> GIVEN PASSAGE:
++++++++

This page gathers some steps and elements to consider when choosing a journal, taken from the book available in Open Access: How and Where to publish? Publishing addiction science, a Guide for the Perplexed (third edition, Ubiquity Press, 2017).


Target audience

Language of publication

Multidisciplinary, disciplinary or specialized journals

Published content

Quality and integrity of the journal

Visibility of content

Acceptance rate

Publication deadlines

Impact Factor



enlightened​   Is your article primarily of interest to a national or an international audience? 

You will find information about the reach and audience of a journal by visiting its website. 


enlightened   Consider the language of publication

If you are targeting an international audience, it is wise to turn to a journal that publishes in English.  

If you write your article in your native language, or in the language of the country where your study was conducted, it is sometimes possible to publish it a second time in English. This requires prior authorization from the publishers concerned.

However, publishing in the national language has advantages: it allows the use of the language and terminology to be maintained in the scientific field concerned, and serves as a means of communication between scientists, professionals and regional and national political leaders.


enlightened   Consider whether to publish in a generic, disciplinary, or specialized  journal

Some journals are intended for the general scientific community (e.g. Nature). Other journals publish articles that focus on a particular discipline (e.g. Results in Physics), and others that focus on a specific topic (e.g. Neurovascular Imaging).

Be aware that it may be necessary to adapt the language used if you wish to publish in a journal for a wider scientific audience, and to write your article in a way that is understandable to those who do not have a thorough knowledge of your research field and its dialect. 


enlightened   Review the journal's content range 

Review several issues and visit the journal's home page. Select journals that have already shown an interest in your article topic.

If in doubt, do not hesitate to contact the editor of the journal you are interested in, and ask more experienced colleagues: you might get valuable insights into the editorial preferences and priorities of some journals.


enlightened   Evaluate the journal's quality and integrity   

The most important criterion for ensuring the quality of the journal is the peer-review process, under the supervision of the journal's editor and editorial board.

In recent years, there has been a proliferation of online journals without peer-review processes and without proper quality control, which divert the author-payer model from Open Access journals for the unique purpose of making a profit. You'll find more information to recognize and avoid these predatory journals here.


enlightened   Gauge your article's potential exposure by reviewing the journal’s indexing and abstracting services, as well as its open-access policy

The ability of a journal to reach the intended audience for its articles is determined by its dissemination capabilities.

Be careful that the journal is well indexed by databases that collect metadata of scientific publications from publishers (author, title, subject, reference, etc.), and that provide detailed information on the content of these articles (including the abstract of the article). These databases are search engines such as Google Scholar, Scopus, Web of Science, DOAJ (for Open Access journals), Medline, etc.

The number of visits to the journal's website and the number of downloads are indicators of journal attendance. In addition, some journals have altmetrics (Article Level Metrics) that tell you the immediate impact of published articles. The Altmetrics donut, or the Dimension badge are examples of these metrics (which are available for your publications on your institutional repository, laugh).

++++++++

> RECORDED INFORMATION:
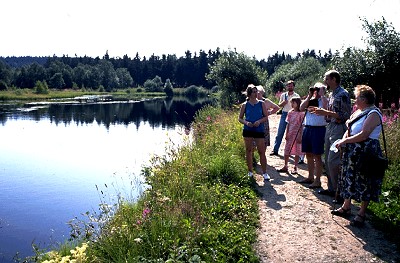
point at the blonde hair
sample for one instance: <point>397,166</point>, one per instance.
<point>365,92</point>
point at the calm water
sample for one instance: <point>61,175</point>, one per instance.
<point>52,157</point>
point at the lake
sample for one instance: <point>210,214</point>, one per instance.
<point>60,160</point>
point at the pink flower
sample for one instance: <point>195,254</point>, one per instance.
<point>145,212</point>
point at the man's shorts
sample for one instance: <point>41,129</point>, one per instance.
<point>313,139</point>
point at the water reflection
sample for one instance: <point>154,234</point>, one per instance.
<point>157,112</point>
<point>53,155</point>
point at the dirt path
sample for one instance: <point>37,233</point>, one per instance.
<point>297,226</point>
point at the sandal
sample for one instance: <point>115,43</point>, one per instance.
<point>283,170</point>
<point>307,181</point>
<point>358,221</point>
<point>315,185</point>
<point>342,212</point>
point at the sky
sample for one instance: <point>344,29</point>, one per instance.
<point>258,28</point>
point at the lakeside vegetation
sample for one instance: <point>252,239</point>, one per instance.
<point>201,206</point>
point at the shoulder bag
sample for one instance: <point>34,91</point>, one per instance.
<point>372,165</point>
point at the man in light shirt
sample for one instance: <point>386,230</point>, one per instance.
<point>284,102</point>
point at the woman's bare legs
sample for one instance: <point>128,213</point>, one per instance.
<point>248,142</point>
<point>261,151</point>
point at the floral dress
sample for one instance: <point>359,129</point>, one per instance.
<point>353,184</point>
<point>295,122</point>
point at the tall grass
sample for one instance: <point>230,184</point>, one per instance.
<point>201,206</point>
<point>387,211</point>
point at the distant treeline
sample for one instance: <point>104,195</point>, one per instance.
<point>117,73</point>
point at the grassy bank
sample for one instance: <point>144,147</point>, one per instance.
<point>202,207</point>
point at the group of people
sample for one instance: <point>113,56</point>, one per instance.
<point>319,126</point>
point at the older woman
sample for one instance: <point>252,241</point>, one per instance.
<point>364,128</point>
<point>253,114</point>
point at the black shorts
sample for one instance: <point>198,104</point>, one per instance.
<point>252,134</point>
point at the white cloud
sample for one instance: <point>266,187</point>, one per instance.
<point>256,27</point>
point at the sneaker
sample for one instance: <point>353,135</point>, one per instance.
<point>266,176</point>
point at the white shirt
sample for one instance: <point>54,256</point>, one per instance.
<point>286,96</point>
<point>356,127</point>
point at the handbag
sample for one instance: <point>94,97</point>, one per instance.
<point>370,164</point>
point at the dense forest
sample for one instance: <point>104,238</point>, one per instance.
<point>378,66</point>
<point>117,73</point>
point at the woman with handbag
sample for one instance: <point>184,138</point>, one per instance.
<point>364,129</point>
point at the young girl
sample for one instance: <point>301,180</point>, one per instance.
<point>294,131</point>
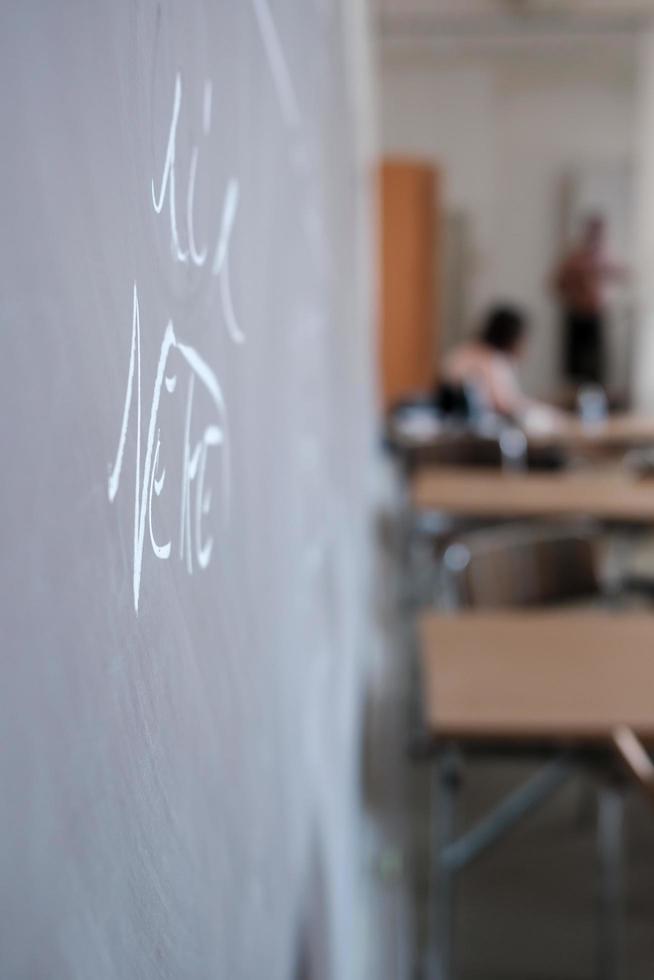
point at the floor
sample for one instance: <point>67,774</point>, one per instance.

++++++++

> EXERCISE SET:
A – List every database that the guide on choosing a journal names as indexing scientific publications.
B – Rewrite the paragraph of the guide on choosing a journal that begins "However, publishing in the national language" as a shorter paragraph that keeps its main facts.
C – Write the next part of the guide on choosing a journal, picking up after its final sentence.
The rows are separate material and have no connection to the guide on choosing a journal.

> EXERCISE ANSWERS:
A –
- Google Scholar
- Scopus
- Web of Science
- DOAJ
- Medline

B – Publishing in the national language has advantages. It keeps the language and terminology of the scientific field in use, and it lets scientists, professionals, and regional and national political leaders communicate with one another.

C –
Consider the journal's Open Access policy. Scientific publications available in Open Access are more consulted and downloaded than articles published in traditional journals available via a paid subscription. Access to these journals represents a barrier for academic and scientific members of institutions that have not subscribed, for professionals, and for researchers from developing countries. You will find more information on the effect of Open Access on the visibility of scientific publications here and here.   


enlightened     Evaluate your chances of acceptance 

Some journals display their submission acceptance rate, which you can use as an indicator. Note, however, that some journals have a high acceptance rate because they commission researchers to write articles on a given topic.

Beyond the acceptance rate of a journal, your chances of acceptance depend on many other scientific, stylistic (editorial quality, way of presenting the data) or administrative considerations (the length of the article, the number of revisions required, the adequacy of the subject of the article with the journal's mission).


enlightened   Take into account time to publication and other practical matters

Some journals take longer than others to process articles submitted and make a decision. Publication deadlines after acceptance of the revised articles also vary.

In general, journals that publish more frequently are likely to have a shorter lag time to publication. The best way to obtain information about the editorial process is to consult the instructions to authors or the journal's website.


enlightened   Consider, but don't be fooled by, impact factors

The Journal Impact Factor is an attempt to provide an objective measure of how often a scientific journal’s published work is cited. The impact of a journal on a field is based on the assumption that the more articles in a journal are cited, the more influence it has on that field.

A journal's FI is the average number of citations received per article published in that journal over the previous two years. The impact factor is widely used to compare journals in a particular field.  

But be aware that publishing in a journal with a high FI does not guarantee that your article receives more citations than in a journal with a lower FI, or without a FI.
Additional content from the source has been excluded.